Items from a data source

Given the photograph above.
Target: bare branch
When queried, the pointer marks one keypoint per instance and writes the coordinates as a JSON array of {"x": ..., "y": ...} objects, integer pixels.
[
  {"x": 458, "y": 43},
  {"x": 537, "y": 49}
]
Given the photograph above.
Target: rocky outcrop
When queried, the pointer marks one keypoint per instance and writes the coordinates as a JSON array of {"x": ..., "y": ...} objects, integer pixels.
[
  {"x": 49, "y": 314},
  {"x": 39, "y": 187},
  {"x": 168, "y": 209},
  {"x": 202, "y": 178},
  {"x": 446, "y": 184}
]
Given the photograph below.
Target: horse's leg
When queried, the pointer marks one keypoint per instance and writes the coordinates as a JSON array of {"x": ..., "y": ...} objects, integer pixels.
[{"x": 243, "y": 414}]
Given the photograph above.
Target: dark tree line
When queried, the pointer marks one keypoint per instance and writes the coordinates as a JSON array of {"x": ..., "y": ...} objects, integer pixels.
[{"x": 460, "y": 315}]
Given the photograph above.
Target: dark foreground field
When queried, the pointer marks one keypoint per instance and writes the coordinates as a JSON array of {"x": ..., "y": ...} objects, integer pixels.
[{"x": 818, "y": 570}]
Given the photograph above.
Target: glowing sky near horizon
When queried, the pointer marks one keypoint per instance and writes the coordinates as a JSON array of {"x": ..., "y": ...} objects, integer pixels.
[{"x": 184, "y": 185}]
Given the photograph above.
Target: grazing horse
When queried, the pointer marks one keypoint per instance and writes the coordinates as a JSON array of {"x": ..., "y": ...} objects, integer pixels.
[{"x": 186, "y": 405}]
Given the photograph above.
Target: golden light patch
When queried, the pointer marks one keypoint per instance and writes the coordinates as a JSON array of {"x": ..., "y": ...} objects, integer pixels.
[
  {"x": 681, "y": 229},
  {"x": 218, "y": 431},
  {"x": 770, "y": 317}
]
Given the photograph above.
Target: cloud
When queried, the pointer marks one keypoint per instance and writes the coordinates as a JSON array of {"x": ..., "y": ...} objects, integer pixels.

> Task prompt
Pick out each line of the rows above that contains the string "Target" and copy those lines. Case matters.

> Solution below
Target: bare branch
Target: rocky outcrop
Target: horse's leg
Target: dark tree line
Target: dark foreground field
Target: glowing sky near horizon
Target: grazing horse
Target: golden light patch
Target: cloud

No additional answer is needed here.